Copy out every row again, but switch "outline" to "edge" and keep everything else the same. Leave the pictures out of your answer.

[A run of records]
..........
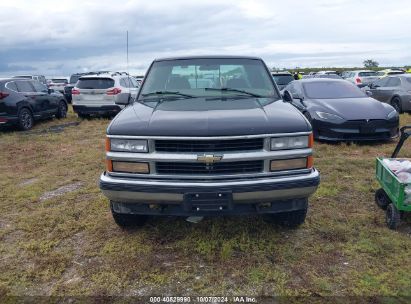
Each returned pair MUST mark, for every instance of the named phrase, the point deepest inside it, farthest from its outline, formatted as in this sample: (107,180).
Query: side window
(298,89)
(393,82)
(291,88)
(11,86)
(39,87)
(134,82)
(24,86)
(382,82)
..........
- SOLUTION:
Each returned pair MUST mark, for every instance of the named phrase, the point deepest inside it, farthest from its edge, formatted as in this sample: (107,180).
Query: side window
(298,89)
(393,82)
(291,88)
(11,86)
(39,87)
(134,82)
(24,86)
(382,82)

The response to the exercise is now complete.